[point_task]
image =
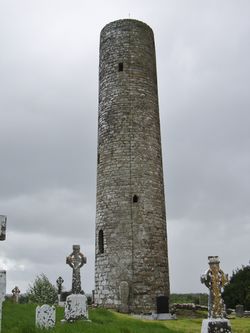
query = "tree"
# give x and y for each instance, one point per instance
(42, 291)
(238, 289)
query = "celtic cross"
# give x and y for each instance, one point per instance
(76, 260)
(215, 279)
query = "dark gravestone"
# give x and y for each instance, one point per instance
(162, 304)
(219, 327)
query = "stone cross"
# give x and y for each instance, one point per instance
(59, 283)
(76, 260)
(215, 279)
(3, 222)
(15, 292)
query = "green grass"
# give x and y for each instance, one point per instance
(20, 318)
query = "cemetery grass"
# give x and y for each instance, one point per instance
(20, 318)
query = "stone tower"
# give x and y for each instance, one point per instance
(131, 268)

■ **WORK TO COMPLETE**: The required output is every line of the data above, set down exactly and stripped of pictures.

■ **REPLY TO THE EXERCISE**:
[point_task]
image =
query = "tree"
# give x and y for each instance, one point per instance
(42, 291)
(238, 289)
query = "celtic cross"
# give x and y for each instance, one point per instance
(76, 260)
(215, 279)
query = "dark gravestone"
# give x and y for each instance, one point per instance
(162, 304)
(219, 327)
query = "stone cross"
# give x and y for each instance, one point per instance
(59, 283)
(76, 260)
(215, 279)
(3, 222)
(15, 292)
query = "green grass"
# give x and y for each instance, one point per instance
(20, 318)
query = "cemetery grass"
# give x and y for each instance, one point per instance
(20, 318)
query = "stone tower"
# give x and y for each instance, one point per instance
(131, 268)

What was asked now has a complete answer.